[[ Supplied records, beginning ]]

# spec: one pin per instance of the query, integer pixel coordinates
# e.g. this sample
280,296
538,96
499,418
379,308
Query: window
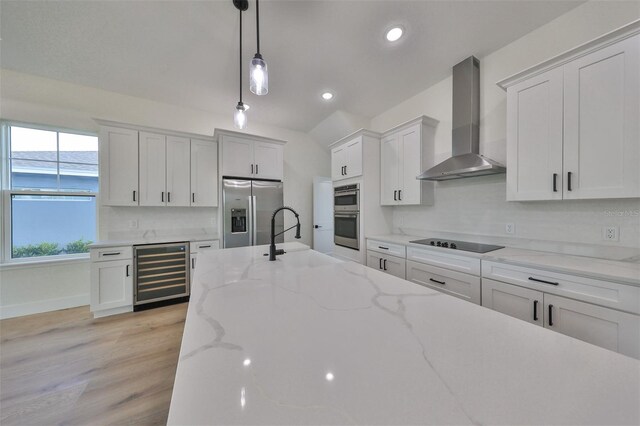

[[ Supplied records, end ]]

* [Goal of the exercise] A verbatim retyping of the listing, without any pictures, is the expected answer.

* [Response]
# spec: one pin per instance of the query, integer pixel coordinates
# e.g. this sample
280,296
538,96
499,418
379,308
Query: window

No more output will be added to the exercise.